REQUIREMENT: Copy each of the following records verbatim, leaving every line unchanged.

——

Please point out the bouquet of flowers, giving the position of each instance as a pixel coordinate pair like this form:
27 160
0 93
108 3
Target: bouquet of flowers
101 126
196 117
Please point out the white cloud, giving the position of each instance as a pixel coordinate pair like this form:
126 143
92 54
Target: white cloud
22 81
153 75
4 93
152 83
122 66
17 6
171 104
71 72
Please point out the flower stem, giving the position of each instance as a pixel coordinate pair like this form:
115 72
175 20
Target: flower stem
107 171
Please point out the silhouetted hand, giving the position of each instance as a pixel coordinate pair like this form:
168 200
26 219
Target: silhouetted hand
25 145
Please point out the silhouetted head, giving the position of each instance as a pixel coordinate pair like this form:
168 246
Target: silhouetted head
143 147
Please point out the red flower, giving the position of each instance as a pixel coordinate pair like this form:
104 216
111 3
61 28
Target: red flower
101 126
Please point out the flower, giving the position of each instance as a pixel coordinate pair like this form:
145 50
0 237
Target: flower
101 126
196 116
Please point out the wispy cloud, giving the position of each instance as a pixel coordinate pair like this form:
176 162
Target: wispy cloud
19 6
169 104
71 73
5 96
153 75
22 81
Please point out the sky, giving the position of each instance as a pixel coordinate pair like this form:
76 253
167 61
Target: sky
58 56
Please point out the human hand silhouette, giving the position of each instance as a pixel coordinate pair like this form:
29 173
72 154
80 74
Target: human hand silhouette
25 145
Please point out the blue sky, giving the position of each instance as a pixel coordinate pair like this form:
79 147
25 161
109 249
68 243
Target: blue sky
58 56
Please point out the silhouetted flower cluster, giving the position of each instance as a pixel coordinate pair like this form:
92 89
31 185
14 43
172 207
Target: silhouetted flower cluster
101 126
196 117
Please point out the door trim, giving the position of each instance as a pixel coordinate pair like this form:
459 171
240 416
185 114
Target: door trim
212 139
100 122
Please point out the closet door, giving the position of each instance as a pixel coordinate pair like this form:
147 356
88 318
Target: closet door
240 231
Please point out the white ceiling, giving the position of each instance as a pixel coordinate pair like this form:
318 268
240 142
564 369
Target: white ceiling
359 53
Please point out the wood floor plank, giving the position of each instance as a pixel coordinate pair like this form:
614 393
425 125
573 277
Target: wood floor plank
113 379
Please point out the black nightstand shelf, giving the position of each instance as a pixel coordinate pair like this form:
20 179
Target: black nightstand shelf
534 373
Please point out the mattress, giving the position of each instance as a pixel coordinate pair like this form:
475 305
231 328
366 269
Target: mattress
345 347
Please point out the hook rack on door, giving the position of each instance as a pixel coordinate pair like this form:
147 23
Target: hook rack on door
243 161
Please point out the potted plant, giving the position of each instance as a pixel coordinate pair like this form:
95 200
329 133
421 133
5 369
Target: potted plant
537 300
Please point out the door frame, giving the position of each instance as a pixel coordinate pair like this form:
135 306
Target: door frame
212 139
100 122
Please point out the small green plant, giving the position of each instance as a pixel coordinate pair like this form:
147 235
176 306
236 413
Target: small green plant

——

RESPONSE FOR THIS EXERCISE:
Please point out the bouquet of flowers, giving the position of each instance as a pixel coordinate pair like this form:
27 160
0 93
108 3
Target: bouquet of flowers
101 126
196 117
Please point out the white cloud, giving the position of each instance as a pixel coordinate pair like this form:
126 143
92 54
Target: white cloud
22 81
153 75
4 93
152 83
122 66
17 6
171 104
71 72
Please point out the flower stem, giving the position of each instance as a pixel coordinate pair like this form:
115 72
175 20
Target: flower stem
107 171
Please point out the silhouetted hand, giving the position of each instance as a pixel coordinate pair like this form:
168 200
26 219
Target: silhouetted hand
25 145
Please point out the silhouetted head, giving the position of each instance as a pixel coordinate pair like this form:
168 246
Target: silhouetted head
143 147
Please point out the red flower, giving the position of each instance as a pixel coordinate pair like this form:
104 216
111 3
61 28
Target: red flower
101 126
Please point out the flower, giving the position of each instance as a pixel coordinate pair like this form:
145 50
0 237
Target: flower
101 126
196 116
Please point out the wispy cloud, giving the position of each instance as a pixel coordinate pair like this form:
176 162
Target: wispy cloud
19 6
169 104
71 73
5 96
153 75
22 81
Please point out the sky, giving the position of each instance as a pixel coordinate pair like this form:
76 253
167 61
Target: sky
58 56
Please point out the human hand silhouette, giving the position of each instance as a pixel coordinate pair like this form:
29 173
72 154
80 74
Target: human hand silhouette
25 145
Please point out the blue sky, giving the position of each instance as a pixel coordinate pair like this form:
79 147
25 161
109 249
68 243
Target: blue sky
58 56
Please point out the silhouetted flower cluster, giving the position of each instance as a pixel coordinate pair like this form:
92 89
31 185
14 43
172 207
Target: silhouetted flower cluster
101 126
196 117
Please point out the door trim, giving the position of each instance as a pixel coordinate pair like this form:
459 171
240 416
185 114
Target: door trim
212 139
100 122
Please point out the closet door, giving the position of each instance as a pixel coordinate pair like this form:
147 356
88 318
Target: closet door
240 231
Please point out the white ceiling, giving the position of each instance as a pixel coordinate pair like this form:
318 268
240 142
564 369
Target: white ceiling
359 53
Please point out the wood floor plank, giving the position of each instance as a pixel coordinate pair like this form:
614 393
425 125
573 277
Target: wood floor plank
113 379
Please point out the black nightstand shelf, giving the position of each instance as a pixel coordinate pair like this form:
20 179
Target: black nightstand shelf
534 373
Please point out the mattress, giving the position of each instance as a pixel coordinate pair like this form:
475 305
231 328
366 269
Target: mattress
345 347
Please point out the hook rack on door, giving the position of each instance as a pixel coordinate pair like this form:
147 23
Target: hook rack on door
243 161
Please point out the potted plant, giving the position of each instance as a pixel coordinate pair like this form:
95 200
329 133
421 133
5 369
Target: potted plant
537 300
Please point out the door frame, giving the position of each instance as a pixel coordinate pair like this form:
135 306
Target: door frame
212 139
100 122
Please point out the small green plant, giving the position of each instance as a pixel coordinate pair like this form:
147 235
176 306
236 413
Target: small green plant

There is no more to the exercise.